▶ _Written request_
Count the lines in the records below that contain the word "background". Reply with the number alone.
--------------------------------
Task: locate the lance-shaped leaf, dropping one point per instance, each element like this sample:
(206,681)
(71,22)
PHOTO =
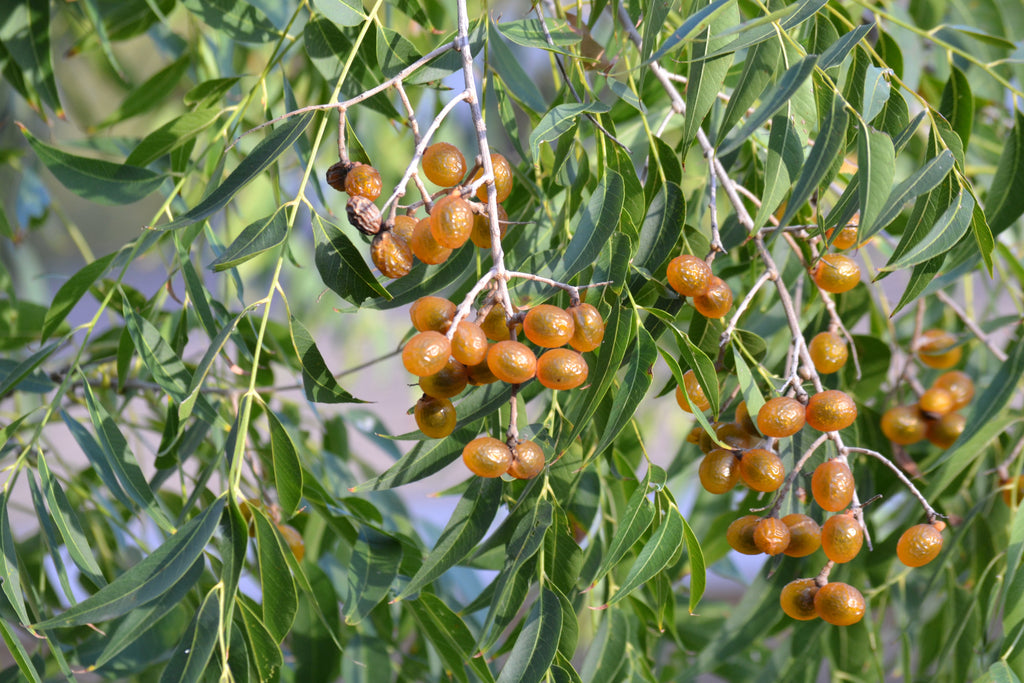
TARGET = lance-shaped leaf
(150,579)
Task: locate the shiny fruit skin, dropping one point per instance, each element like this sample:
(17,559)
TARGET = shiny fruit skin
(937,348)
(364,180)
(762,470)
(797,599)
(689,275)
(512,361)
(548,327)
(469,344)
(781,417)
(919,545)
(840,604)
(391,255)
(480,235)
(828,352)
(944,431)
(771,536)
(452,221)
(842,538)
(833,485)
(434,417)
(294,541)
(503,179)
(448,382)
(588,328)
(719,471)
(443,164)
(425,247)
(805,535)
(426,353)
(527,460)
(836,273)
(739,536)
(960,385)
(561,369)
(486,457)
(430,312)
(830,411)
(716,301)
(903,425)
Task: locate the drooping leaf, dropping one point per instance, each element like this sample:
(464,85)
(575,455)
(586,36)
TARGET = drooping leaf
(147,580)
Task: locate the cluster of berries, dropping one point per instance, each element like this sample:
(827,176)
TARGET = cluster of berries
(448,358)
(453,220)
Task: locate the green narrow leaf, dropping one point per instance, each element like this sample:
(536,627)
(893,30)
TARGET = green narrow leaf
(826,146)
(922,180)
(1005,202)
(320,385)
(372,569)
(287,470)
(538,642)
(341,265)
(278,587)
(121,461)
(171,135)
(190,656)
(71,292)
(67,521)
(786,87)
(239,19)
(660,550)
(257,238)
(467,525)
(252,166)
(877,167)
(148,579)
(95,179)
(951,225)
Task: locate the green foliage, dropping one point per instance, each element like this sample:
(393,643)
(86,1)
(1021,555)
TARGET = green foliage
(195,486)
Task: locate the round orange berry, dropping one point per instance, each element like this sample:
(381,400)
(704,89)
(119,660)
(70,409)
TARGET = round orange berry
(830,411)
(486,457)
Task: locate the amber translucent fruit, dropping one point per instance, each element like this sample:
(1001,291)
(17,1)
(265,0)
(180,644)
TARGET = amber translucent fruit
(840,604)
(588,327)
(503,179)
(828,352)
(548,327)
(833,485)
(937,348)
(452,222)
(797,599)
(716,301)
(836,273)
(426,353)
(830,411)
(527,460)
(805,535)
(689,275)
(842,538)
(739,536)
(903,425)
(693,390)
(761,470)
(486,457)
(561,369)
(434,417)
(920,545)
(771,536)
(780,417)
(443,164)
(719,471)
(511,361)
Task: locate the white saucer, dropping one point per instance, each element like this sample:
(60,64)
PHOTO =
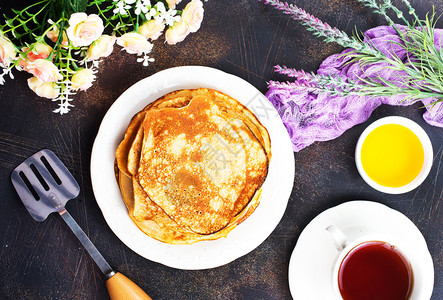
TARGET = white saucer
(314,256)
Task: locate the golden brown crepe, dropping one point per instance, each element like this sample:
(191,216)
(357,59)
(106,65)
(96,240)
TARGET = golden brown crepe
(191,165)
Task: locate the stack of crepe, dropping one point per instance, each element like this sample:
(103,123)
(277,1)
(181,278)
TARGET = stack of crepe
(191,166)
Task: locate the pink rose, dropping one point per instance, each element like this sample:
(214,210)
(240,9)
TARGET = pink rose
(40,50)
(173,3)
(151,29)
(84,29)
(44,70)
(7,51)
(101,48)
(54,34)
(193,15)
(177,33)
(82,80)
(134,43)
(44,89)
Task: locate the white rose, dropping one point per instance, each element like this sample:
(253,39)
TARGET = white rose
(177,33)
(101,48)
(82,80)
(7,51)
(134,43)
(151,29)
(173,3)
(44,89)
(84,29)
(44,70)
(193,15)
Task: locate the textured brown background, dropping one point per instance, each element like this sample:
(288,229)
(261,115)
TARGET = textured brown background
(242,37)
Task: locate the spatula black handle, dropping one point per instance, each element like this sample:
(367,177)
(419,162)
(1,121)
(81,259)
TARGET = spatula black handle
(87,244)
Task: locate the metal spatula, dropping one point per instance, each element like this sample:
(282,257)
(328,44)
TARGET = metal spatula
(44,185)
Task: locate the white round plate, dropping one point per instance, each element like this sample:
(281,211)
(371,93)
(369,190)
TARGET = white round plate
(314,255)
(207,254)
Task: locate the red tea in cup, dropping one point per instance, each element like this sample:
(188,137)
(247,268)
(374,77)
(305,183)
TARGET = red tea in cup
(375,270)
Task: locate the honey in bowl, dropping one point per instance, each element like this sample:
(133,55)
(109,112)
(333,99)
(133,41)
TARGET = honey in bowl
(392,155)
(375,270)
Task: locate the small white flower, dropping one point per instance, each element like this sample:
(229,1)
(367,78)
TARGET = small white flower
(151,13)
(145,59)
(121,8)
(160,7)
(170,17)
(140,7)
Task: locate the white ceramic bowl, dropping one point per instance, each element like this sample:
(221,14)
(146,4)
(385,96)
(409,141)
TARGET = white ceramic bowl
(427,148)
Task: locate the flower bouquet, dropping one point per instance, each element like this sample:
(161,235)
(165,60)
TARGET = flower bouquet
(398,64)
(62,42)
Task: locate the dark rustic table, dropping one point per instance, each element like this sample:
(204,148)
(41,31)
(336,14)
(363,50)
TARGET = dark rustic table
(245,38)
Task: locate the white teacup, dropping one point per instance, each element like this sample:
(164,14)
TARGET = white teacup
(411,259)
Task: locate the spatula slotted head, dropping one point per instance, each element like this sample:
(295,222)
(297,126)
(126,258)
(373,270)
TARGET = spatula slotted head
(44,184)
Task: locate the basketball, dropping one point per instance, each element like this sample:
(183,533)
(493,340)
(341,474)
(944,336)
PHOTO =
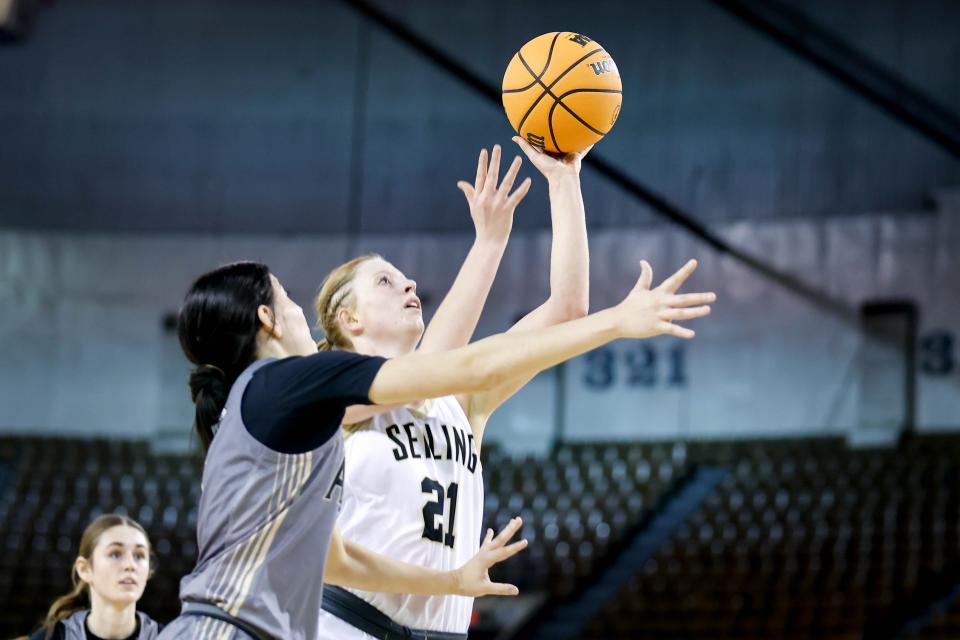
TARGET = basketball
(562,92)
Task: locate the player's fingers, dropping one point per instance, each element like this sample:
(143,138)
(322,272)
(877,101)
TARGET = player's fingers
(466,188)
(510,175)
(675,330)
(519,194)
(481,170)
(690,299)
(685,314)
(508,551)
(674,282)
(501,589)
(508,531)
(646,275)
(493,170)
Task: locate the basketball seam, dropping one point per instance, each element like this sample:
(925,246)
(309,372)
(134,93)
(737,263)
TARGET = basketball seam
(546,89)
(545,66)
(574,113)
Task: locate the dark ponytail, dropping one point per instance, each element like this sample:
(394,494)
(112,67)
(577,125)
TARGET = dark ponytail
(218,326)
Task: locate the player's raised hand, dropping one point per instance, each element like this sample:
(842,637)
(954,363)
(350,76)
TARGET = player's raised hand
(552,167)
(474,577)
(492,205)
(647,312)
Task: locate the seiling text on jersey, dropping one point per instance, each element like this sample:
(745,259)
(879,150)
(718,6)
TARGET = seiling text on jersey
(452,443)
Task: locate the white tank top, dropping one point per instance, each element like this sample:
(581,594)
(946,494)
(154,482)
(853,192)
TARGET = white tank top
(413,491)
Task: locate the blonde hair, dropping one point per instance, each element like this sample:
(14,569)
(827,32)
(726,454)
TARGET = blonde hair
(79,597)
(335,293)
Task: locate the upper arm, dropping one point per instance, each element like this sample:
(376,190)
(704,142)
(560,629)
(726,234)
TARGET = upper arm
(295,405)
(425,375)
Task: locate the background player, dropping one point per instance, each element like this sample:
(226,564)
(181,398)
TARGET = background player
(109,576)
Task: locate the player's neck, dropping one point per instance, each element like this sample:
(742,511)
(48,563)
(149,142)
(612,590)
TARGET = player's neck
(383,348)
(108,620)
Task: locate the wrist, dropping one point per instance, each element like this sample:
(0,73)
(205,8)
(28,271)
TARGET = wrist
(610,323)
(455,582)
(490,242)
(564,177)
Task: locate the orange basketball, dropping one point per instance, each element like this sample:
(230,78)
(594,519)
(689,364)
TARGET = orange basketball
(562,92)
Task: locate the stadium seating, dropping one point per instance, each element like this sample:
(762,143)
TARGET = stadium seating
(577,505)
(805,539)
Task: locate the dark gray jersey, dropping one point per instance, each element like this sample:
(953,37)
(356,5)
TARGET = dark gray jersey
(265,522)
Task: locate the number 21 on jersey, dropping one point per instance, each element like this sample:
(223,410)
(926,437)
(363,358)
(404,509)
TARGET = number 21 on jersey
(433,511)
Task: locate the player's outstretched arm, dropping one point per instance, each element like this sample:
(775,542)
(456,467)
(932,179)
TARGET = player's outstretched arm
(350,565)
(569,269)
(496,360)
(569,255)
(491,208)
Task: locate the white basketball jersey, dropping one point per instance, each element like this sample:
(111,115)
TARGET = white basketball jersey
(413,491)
--------------------------------
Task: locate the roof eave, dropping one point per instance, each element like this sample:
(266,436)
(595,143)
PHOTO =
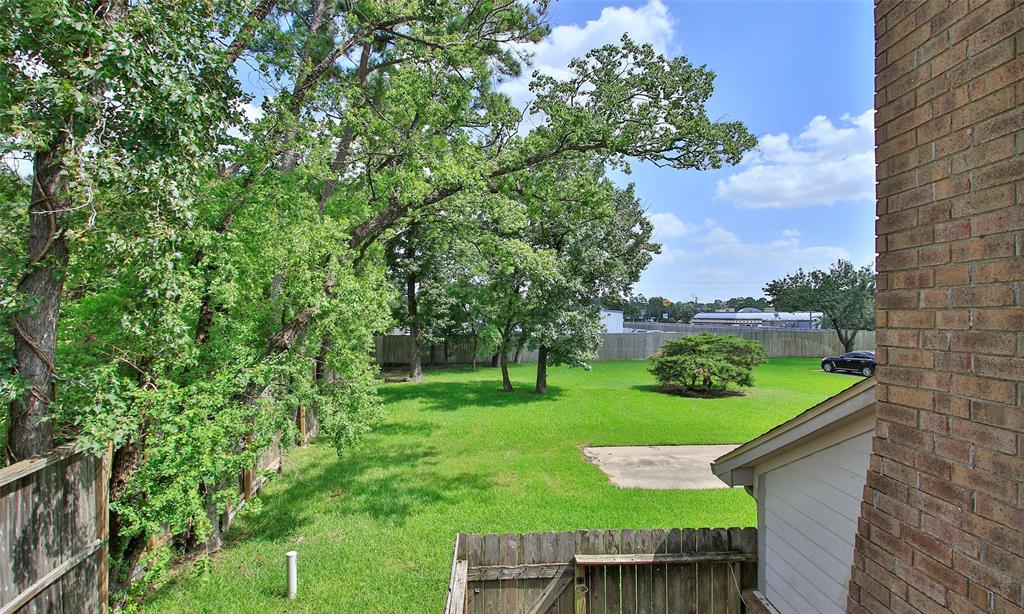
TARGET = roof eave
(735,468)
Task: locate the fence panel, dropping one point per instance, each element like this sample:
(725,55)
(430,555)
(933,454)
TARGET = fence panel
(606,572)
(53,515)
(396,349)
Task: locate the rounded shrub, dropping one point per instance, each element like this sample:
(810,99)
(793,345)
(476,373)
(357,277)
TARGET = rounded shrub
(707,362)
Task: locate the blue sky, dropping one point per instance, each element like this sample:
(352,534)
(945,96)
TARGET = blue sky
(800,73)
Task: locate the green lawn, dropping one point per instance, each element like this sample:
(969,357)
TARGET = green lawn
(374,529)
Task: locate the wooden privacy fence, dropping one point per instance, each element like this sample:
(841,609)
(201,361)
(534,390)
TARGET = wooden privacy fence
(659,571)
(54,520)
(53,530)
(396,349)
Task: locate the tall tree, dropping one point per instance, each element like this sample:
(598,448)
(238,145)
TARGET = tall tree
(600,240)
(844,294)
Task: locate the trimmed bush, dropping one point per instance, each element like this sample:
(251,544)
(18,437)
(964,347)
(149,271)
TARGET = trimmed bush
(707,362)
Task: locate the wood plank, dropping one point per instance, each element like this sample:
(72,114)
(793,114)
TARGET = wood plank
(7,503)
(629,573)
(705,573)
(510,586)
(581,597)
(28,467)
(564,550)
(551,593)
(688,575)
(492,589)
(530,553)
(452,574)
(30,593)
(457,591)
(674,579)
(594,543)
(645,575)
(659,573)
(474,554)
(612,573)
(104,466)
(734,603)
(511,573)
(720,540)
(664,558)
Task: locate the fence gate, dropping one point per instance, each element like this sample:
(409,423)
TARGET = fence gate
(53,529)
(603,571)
--------------------------------
▶ _Response to the exercise_
4